▶ **Excerpt**
* * * * *
In Unit 5, students will examine the concept of madness and sanity and their relationship to reality and fantasy while also exploring the price of conformity and nonconformity. During this unit, students will dissect Williams’ A Streetcar Named Desire and Wilson’s Ma Rainey’s Black Bottom, engaging in a comparative analysis of the two plays and how they approach the concept of madness and sanity and use conflict and plot to develop themes and characters in their plays.
This unit starts with a close reading/watching of Catron’s TED Talk "A better way to talk about love" and provides students the opportunity to begin to unpack the idea of madness while also examining how an author uses evidence and claims to develop an argument. In the remainder of the first arc of the unit, students read a variety of supplemental texts to further explore madness and its relation to sanity. Texts include "Much Madness is divinest Sense" by Emily Dickinson, "Landlady" by P.K. Page, and "Gaslight Stories: The Madwoman in the Attic" by Sarah Wise. At the end of Arc 1, students will engage in a Socratic seminar and write an insight piece, putting various authors and texts into conversation with each other and reaching a new conclusion.
* * * * *
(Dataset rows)
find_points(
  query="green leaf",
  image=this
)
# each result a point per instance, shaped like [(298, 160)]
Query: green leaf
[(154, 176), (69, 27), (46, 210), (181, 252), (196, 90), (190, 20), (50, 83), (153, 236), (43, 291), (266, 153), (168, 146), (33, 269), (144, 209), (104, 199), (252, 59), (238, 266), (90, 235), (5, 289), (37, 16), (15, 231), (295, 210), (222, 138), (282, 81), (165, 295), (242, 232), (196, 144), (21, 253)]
* * * * *
▶ **Short problem**
Extend the overview of the unit on madness and sanity from the point where it stops.

▶ **Answer for the task**
The second and third arcs of the unit contain a study of A Streetcar Named Desire, a play about the experiences of Blanche DuBois, a former Southern belle who leaves her privileged background to move into a shabby apartment in New Orleans rented by her younger sister Stella and brother-in-law, Stanley, and Ma Rainey’s Black Bottom, a play about blues singer Ma Rainey and her experiences recording in a music studio in Chicago in 1927. While reading these plays, students will track each character’s desires including how they pursue them and ultimately how their desires impact their overall development. Additionally, both texts are ripe with tension, and thus students will analyze the conflicts in each and how both playwrights use conflict to deliberately propel the action in a play and convey complex ideas.
In the fourth and final arc of the unit, students will prepare for the unit performance task which asks students to craft a review of either the 2020 film adaptation of Ma Rainey’s Black Bottom or the 1951 film adaptation of A Streetcar Named Desire.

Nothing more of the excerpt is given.